Excerpt -

%%

# 20th Century Piano Sonata- Scriabin? Prokofiev?



## Greenturtle (Apr 30, 2012)

I originally posted this somewhere else on the site but it was in the wrong section (im new here). I need to learn a new piece soon, and my teacher told me to look at some 20th century long works, like sonatas. So far I've considered Scriabin's "Black Mass" Sonata and Prokofiev's 7th Sonata. What do you think of these, if you've heard or played these? What are some other good pieces similar to those? Also, I've just finished learning the Brahms Rhapsodies and a few Bach Preludes and Fugues, so do you think I am ready for either of them?


----------



## clavichorder (May 2, 2011)

You could try the Medtner sonatas. If I had to pick one, it would be the G minor sonata.


----------



## Romantic Geek (Dec 25, 2009)

Griffes Piano Sonata!!!


----------



## PetrB (Feb 28, 2012)

Check with the teacher and for whatever other place this is to be presented.
"20th century" requirements vary a deal from place to place.

You have two very romantic composers, the configurations not that dissimilar to Liszt or Chopin, or other late romantics.

%%

Work to complete -
• a. In the forum thread on 20th-century piano sonatas, which Medtner sonata would clavichorder choose if picking only one?
• b. Go on with the forum thread on 20th-century piano sonatas, picking up after its last sentence.

Data -
%%

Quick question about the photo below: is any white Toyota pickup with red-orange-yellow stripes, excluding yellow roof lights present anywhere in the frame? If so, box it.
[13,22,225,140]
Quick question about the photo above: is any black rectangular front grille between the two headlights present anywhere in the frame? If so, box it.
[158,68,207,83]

%%
%%

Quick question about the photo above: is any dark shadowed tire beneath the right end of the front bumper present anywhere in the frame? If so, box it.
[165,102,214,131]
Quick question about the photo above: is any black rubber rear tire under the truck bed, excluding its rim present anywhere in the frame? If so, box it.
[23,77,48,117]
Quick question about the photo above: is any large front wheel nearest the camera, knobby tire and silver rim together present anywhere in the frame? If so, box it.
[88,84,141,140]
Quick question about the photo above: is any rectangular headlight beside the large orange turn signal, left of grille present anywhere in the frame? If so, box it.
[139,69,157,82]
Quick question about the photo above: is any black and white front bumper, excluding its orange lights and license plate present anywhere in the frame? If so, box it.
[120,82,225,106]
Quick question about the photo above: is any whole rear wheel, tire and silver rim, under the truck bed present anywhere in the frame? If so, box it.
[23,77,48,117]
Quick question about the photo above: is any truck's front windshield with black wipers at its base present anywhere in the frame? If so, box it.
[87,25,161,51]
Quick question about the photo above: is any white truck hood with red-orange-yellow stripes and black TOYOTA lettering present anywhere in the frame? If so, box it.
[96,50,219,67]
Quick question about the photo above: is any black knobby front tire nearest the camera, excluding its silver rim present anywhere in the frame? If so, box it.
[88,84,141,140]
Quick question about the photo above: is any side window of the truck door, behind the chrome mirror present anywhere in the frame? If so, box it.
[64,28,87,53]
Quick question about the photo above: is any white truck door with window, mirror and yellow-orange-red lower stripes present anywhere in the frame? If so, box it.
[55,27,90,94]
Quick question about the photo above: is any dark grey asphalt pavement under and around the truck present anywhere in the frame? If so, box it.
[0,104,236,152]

%%
%%

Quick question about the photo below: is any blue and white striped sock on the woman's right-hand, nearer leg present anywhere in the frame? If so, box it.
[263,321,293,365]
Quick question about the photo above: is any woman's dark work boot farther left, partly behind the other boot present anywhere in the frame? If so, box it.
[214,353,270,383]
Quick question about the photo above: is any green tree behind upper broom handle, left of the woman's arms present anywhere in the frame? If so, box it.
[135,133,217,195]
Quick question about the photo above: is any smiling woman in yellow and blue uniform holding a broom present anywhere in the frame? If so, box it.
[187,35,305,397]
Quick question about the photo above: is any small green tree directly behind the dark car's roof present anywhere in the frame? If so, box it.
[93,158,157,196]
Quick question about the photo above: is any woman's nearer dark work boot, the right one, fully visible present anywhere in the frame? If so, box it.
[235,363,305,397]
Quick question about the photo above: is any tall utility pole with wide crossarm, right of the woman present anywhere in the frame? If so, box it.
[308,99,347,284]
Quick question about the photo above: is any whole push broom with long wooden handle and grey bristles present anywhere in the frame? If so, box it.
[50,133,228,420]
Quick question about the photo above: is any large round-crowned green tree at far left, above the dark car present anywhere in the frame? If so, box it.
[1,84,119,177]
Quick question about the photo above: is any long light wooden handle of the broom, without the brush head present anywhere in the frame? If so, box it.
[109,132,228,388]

%%

Results by task -
• a. The G minor sonata.

• b.
Some places want music which challenges the old pianistic configurations and approach to the instrument, including different and newer use of rhythm.

Then you are looking more at post 1960's material.

Just an advisory - if this is prep for a university audition, check with the university catalogue, or by direct inquiry.

Some will accept anything merely by date, so Debussy would count! 

I am thinking both your primary suggestions are far too 'old-school romantic' pianism.


----------



## An Die Freude (Apr 23, 2011)

On the more modern side is Charles Ive's 2nd Sonata, "Concord." Bartok's sonata is quite short but still worth a listen.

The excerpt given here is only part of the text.